Work request 1:
In the passage on the golden redhorse, give the part from "In Canada, the" to "the golden redhorse." again, swapping "golden redhorse" for "river redhorse".
Work request 2:
Answer these questions from the passage on the golden redhorse:
(a) In what year was a golden redhorse seen in the Potomac River before it was seen there again in 1971?
(b) In which Canadian provinces is the golden redhorse endemic?
(c) How many scales make up its lateral line system?

In Mississippi there is an isolated population in the southwestern part of the state. Some suspect that it is a relict population, meaning the range of the fish was once much larger than it is today. They were introduced into the Potomac River in Maryland, Virginia, and West Virginia, but the date of this introduction is unknown. A golden redhorse was seen in this river in 1953, but was never seen there again until 1971.

In Canada, the golden redhorse is endemic to Manitoba and Ontario. The fish can be found in the Red River of the North, a river which eventually empties into Hudson Bay. Coincidentally, the Red River in Texas also houses the golden redhorse.

==Physical characteristics==

Golden redhorses average around 12–18 in long and weigh between 1–2 lb, although some can reach up to 26 in and 4–5 lb. The golden scales decorating its sides gave the fish its name. They have olive colored backs, white bellies, and slate gray tail fins. Their body is fusiform in shape, allowing them to fight against currents in streams to capture their prey. The mouth of the fish is in the inferior position. The dorsal fin is slightly concave and the caudal fin is notched. It has a single anal fin and paired pelvic and pectoral fins. The pelvic fins are in the abdominal position, while the pectoral fins are located in more of a thoracic position. It has a lateral line system consisting of 39 to 42 scales which is used to detect movement and vibrations in the surrounding water.

Information provided:
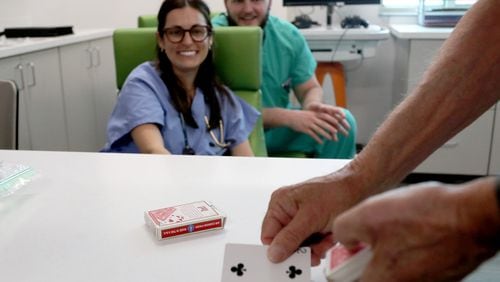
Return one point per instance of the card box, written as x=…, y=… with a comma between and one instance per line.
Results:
x=185, y=219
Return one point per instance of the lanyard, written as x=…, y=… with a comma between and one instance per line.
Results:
x=219, y=142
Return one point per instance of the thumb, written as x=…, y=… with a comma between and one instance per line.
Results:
x=289, y=239
x=349, y=230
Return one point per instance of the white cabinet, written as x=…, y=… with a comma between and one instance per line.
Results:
x=67, y=89
x=88, y=75
x=467, y=153
x=41, y=109
x=495, y=146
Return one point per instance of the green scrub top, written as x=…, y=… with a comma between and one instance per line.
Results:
x=287, y=60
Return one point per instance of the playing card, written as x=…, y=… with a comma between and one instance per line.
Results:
x=345, y=265
x=243, y=262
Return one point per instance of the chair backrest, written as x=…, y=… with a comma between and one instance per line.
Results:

Solution 1:
In Canada, the river redhorse is endemic to Manitoba and Ontario. The fish can be found in the Red River of the North, a river which eventually empties into Hudson Bay. Coincidentally, the Red River in Texas also houses the river redhorse.

Solution 2:
(a) 1953
(b) Manitoba and Ontario
(c) 39 to 42